Task to complete:
Rewrite the records from the line containing "Locate the cylindrical" through the line containing "left=228, top=37, right=290, bottom=234", changing "concrete pillar" to "stone column" and leaving everything else as it is.

Input material:
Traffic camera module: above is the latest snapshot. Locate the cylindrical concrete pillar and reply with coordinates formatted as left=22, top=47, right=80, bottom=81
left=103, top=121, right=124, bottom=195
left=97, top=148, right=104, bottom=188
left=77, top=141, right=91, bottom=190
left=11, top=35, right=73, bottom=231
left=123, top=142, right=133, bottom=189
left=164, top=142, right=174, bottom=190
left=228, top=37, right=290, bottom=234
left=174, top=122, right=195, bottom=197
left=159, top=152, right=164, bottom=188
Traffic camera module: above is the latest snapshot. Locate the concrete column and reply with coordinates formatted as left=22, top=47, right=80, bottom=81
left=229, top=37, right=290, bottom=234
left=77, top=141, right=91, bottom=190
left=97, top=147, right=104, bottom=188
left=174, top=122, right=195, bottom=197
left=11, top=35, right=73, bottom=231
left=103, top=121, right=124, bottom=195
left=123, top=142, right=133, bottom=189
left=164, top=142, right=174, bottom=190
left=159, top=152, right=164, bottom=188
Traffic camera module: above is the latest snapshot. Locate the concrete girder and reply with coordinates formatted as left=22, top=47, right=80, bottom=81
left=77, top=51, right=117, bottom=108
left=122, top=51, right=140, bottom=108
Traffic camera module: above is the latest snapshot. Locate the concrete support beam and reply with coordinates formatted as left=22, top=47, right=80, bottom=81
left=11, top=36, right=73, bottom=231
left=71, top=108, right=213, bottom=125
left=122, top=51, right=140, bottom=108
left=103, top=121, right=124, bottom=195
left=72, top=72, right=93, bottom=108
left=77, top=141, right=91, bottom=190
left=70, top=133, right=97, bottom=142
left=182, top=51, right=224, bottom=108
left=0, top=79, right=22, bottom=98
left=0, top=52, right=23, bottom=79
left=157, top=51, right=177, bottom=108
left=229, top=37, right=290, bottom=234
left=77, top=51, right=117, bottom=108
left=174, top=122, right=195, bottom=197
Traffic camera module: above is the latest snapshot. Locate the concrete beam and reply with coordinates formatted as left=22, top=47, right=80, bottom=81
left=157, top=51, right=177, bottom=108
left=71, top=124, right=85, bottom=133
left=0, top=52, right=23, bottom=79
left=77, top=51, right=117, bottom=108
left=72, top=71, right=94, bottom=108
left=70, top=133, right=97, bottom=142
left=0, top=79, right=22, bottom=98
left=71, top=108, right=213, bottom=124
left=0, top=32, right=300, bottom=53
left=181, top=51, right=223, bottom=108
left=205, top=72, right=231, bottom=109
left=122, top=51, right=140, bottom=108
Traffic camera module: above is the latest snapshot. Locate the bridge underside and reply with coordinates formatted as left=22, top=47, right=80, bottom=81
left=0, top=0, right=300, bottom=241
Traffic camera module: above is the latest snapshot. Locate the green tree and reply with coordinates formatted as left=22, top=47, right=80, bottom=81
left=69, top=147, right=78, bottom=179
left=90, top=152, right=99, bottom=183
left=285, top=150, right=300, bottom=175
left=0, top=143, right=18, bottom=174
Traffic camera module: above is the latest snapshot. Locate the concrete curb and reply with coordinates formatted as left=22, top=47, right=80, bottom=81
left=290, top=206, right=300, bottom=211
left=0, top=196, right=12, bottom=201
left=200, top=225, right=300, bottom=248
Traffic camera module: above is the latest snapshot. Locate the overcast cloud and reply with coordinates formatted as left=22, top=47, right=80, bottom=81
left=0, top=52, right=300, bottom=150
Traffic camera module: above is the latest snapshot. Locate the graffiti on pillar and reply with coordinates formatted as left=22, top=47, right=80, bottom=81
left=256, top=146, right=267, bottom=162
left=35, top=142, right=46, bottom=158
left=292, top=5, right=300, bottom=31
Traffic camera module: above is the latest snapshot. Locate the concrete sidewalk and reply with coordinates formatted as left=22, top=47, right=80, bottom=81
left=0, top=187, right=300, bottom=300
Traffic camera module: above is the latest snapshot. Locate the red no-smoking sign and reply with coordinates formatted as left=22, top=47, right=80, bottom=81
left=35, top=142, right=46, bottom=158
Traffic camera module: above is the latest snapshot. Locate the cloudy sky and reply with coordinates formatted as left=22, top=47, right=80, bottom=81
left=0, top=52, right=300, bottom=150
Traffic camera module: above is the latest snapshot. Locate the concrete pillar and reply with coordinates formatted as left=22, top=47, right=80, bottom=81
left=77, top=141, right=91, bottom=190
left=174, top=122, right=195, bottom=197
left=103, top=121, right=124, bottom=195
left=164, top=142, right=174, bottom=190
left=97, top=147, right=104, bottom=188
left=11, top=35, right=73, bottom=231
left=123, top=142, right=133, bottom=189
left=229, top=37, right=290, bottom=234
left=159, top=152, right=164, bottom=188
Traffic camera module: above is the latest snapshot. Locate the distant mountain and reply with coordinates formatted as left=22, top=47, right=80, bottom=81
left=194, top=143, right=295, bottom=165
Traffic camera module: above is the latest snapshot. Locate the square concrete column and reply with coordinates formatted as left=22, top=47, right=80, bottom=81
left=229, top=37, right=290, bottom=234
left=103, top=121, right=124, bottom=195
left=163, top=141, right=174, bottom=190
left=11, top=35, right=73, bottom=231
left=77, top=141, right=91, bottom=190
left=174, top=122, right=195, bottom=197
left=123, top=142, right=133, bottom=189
* * *
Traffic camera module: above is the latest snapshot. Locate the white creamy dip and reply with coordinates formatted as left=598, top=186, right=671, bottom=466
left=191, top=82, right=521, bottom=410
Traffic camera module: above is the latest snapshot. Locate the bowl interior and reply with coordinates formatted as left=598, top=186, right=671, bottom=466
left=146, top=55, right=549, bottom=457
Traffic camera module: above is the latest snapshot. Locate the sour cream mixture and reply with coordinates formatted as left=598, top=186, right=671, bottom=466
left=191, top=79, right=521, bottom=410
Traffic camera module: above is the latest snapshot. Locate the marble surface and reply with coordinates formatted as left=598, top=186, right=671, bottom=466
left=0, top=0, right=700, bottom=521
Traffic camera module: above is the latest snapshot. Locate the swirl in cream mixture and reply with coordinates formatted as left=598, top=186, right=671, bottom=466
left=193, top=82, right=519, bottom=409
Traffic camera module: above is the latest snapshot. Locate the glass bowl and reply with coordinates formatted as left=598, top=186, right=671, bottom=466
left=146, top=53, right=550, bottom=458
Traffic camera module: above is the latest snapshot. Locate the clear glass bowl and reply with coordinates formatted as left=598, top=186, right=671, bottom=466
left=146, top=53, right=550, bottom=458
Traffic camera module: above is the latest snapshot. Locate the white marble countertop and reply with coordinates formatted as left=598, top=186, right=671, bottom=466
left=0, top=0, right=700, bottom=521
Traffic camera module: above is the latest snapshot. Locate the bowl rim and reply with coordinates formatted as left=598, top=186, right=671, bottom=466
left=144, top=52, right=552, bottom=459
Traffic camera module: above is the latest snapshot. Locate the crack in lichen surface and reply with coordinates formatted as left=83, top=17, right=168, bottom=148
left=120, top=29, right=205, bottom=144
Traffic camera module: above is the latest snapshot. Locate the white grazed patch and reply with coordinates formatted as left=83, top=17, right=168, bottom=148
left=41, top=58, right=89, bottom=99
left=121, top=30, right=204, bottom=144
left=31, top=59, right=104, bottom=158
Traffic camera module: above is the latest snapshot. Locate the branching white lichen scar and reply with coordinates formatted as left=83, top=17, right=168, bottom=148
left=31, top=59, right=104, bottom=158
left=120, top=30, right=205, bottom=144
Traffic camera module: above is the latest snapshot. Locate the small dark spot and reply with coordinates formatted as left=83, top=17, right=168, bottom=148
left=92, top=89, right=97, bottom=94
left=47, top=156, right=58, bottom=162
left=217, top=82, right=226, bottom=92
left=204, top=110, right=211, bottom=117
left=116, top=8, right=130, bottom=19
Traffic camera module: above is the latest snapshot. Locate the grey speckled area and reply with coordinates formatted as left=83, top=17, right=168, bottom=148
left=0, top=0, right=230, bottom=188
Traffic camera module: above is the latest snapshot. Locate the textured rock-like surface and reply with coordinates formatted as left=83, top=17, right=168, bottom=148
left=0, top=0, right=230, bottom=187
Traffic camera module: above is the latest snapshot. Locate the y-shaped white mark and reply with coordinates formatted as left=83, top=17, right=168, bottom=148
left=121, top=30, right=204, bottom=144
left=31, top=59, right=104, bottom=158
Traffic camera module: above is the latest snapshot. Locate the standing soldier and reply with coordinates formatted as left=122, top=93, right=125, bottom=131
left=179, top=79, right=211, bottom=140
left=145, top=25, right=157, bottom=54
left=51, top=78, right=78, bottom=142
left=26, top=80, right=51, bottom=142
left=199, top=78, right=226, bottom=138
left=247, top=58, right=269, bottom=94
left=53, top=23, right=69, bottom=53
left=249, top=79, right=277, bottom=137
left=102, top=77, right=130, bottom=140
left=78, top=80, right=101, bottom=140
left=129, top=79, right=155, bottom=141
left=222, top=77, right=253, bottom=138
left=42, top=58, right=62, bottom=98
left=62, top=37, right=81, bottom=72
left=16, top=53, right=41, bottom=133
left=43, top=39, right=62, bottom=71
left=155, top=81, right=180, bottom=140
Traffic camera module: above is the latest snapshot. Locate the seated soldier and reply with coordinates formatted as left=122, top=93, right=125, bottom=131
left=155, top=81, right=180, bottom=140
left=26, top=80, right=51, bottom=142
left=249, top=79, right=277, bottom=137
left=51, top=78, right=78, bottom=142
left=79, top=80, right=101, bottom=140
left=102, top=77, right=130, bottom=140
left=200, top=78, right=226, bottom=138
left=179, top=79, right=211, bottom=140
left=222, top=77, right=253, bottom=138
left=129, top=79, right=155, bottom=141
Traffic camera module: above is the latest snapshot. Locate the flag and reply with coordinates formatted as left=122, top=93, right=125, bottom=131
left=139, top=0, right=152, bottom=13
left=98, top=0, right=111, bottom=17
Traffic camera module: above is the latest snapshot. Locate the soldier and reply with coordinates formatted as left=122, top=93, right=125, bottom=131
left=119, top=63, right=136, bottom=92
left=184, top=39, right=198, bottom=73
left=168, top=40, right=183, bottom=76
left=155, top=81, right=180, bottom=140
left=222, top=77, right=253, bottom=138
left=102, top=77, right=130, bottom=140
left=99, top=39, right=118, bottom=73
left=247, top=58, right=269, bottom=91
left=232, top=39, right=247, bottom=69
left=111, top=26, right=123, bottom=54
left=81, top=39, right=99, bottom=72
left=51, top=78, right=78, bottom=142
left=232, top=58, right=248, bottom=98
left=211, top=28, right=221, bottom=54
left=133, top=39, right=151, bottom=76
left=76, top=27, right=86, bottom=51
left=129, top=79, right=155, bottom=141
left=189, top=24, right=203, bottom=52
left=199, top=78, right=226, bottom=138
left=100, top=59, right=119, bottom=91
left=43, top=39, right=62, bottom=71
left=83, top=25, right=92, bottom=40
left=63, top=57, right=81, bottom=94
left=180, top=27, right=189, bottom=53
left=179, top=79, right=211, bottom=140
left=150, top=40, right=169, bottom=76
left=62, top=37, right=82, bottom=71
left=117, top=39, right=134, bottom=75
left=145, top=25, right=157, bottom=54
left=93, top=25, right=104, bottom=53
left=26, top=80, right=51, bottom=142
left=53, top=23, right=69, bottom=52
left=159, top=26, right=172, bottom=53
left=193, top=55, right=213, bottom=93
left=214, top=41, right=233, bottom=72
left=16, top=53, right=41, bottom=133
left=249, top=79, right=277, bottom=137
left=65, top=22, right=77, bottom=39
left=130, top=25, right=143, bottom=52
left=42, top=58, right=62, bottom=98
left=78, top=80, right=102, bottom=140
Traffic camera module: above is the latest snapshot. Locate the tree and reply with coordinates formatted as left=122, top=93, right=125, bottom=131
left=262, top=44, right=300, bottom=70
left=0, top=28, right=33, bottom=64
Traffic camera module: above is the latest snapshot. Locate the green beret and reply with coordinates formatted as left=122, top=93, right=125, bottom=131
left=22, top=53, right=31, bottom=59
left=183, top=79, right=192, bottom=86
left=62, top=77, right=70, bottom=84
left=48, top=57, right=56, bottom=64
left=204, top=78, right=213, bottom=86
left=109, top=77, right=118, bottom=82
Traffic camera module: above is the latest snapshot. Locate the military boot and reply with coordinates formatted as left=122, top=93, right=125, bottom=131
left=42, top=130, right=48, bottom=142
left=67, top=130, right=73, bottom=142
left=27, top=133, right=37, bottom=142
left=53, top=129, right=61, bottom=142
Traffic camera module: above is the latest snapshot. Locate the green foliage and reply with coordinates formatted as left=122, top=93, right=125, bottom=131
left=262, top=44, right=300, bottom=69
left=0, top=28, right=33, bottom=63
...
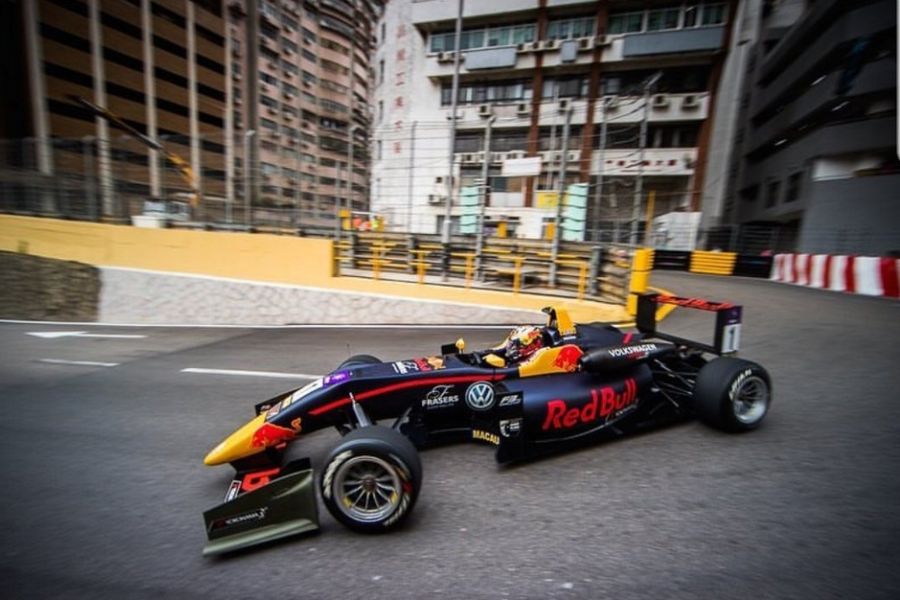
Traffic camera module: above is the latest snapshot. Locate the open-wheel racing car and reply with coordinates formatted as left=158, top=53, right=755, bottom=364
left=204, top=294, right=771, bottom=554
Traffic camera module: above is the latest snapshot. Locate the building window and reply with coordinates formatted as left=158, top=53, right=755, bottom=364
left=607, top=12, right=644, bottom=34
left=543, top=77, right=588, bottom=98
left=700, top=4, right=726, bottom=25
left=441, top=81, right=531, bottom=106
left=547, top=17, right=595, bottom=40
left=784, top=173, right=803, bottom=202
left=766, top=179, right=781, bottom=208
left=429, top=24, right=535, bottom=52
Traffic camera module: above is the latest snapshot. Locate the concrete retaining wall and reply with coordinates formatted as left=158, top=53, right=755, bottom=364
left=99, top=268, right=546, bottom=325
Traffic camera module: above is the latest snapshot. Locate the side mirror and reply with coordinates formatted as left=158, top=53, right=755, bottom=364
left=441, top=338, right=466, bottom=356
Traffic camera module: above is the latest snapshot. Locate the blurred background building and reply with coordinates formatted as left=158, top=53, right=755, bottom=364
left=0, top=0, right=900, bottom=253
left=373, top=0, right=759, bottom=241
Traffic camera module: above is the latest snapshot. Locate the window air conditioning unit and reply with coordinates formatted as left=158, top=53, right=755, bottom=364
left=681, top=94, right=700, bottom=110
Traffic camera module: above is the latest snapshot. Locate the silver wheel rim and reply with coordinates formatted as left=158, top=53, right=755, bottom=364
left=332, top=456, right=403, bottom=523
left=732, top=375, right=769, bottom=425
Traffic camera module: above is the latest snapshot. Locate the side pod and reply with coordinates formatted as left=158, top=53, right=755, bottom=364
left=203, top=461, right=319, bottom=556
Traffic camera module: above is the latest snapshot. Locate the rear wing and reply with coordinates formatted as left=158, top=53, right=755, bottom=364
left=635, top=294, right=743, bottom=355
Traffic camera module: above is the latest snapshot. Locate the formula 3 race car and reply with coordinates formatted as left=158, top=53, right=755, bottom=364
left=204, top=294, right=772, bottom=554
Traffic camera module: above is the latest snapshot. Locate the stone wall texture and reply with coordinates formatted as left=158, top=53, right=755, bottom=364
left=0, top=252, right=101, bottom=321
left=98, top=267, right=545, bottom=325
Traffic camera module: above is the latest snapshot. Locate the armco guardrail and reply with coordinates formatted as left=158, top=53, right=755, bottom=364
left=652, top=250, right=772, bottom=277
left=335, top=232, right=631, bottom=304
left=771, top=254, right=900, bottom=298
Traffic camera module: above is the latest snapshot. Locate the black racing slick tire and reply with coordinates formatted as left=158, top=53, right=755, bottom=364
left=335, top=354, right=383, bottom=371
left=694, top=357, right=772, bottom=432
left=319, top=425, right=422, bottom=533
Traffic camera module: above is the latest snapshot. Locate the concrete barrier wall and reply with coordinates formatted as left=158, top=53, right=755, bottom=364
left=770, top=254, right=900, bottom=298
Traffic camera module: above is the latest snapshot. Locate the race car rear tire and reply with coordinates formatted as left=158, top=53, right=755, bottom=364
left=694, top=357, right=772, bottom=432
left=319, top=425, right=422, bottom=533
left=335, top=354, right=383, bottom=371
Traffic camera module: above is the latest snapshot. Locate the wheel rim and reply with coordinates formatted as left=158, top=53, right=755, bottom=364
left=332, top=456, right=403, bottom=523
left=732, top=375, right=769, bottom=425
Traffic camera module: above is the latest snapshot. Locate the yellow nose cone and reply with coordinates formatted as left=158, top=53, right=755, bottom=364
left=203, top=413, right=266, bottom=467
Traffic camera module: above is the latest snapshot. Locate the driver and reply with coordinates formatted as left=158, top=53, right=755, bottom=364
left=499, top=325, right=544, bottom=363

Answer to the problem:
Traffic camera module: above is the latest snapshot. Locate the cylindrical stone column and reply with coordinates formatted as left=22, top=47, right=80, bottom=81
left=103, top=121, right=124, bottom=195
left=97, top=148, right=104, bottom=188
left=77, top=141, right=91, bottom=190
left=11, top=35, right=73, bottom=231
left=123, top=142, right=133, bottom=189
left=164, top=142, right=174, bottom=190
left=228, top=37, right=290, bottom=234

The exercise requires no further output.